## Document extract

::::::

For a page to appear in Google Search, it must be crawlable and indexable. Google's indexing controls guide (opens in new tab) and your broader robots meta strategy both matter here, because three separate mechanisms can block indexing: noindex meta tags, X-Robots-Tag HTTP headers, and robots.txt rules.

Code Examples

❌ Avoid — important page accidentally noindexed

<!-- Product page that should rank in search -->
<meta name="robots" content="noindex, nofollow">
<!-- This page will never appear in Google Search -->

❌ Avoid — Next.js metadata with indexing disabled

// app/products/[slug]/page.tsx — accidental noindex
export const metadata = {
  robots: {
    index: false,   // This blocks indexing for ALL product pages!
    follow: false,
  },
}

✅ Correct — indexable page (no noindex)

<!-- Default: no meta robots tag = index, follow -->
<!-- Or be explicit: -->
<meta name="robots" content="index, follow">

✅ Correct — Next.js metadata enabling indexing

export const metadata = {
  // For pages you want indexed, either omit 'robots' or set explicitly:
  robots: {
    index: true,
    follow: true,
  },
}

✅ Limiting noindex to genuinely private content

// pages/api/preview-post.ts — only noindex preview/draft pages
export async function generateMetadata({ params }) {
  const post = await getPost(params.slug)
 
  return {
    robots: post.published
      ? { index: true, follow: true }
      : { index: false, follow: false },  // Draft only
  }
}

✅ Testing indexability

# Check X-Robots-Tag header
curl -I https://yoursite.com/important-page | grep -i 'x-robots'
 
# Check meta robots in HTML
curl -s https://yoursite.com/important-page | grep -i 'robots'

Why It Matters

No index = no ranking: A page with noindex cannot appear in search results under any circumstances.

::::::

## Information provided
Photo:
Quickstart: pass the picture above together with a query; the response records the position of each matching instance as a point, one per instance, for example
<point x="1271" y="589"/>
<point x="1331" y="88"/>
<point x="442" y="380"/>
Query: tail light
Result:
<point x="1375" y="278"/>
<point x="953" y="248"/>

::::::

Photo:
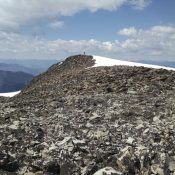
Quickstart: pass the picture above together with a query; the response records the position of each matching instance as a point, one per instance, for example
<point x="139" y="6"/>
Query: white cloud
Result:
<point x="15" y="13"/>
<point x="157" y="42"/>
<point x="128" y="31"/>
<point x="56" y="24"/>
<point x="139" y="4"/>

::::::

## Set exercise
Write the next part of the page on blocking search indexing, picking up after its last sentence. The records have no connection to the text about indexing.

## Response
Common accidents: CMS platforms often default new pages to noindex (e.g., draft mode, staging environments accidentally promoted, category pages in WordPress).
Silent failure: Indexing blocks cause no visible errors on the frontend. Only Google Search Console (opens in new tab) or log analysis reliably surfaces the problem, and those same checks help uncover indexability conflicts.

The Three Indexing Mechanisms

Mechanism	Scope	Who reads it
`<meta name="robots" content="noindex">`	Single page	Crawlers that fetched the page
`X-Robots-Tag: noindex` HTTP header	Single resource	Crawlers that fetched the resource
`robots.txt Disallow`	URL pattern	Crawlers before fetching

Exceptions

Staging, utility, login, account, or internal search pages may intentionally use different crawl or index signals if they are not meant to rank.
Temporary migration states can produce noisy intermediate signals; flag the live production URL pattern, not one-off transition artifacts.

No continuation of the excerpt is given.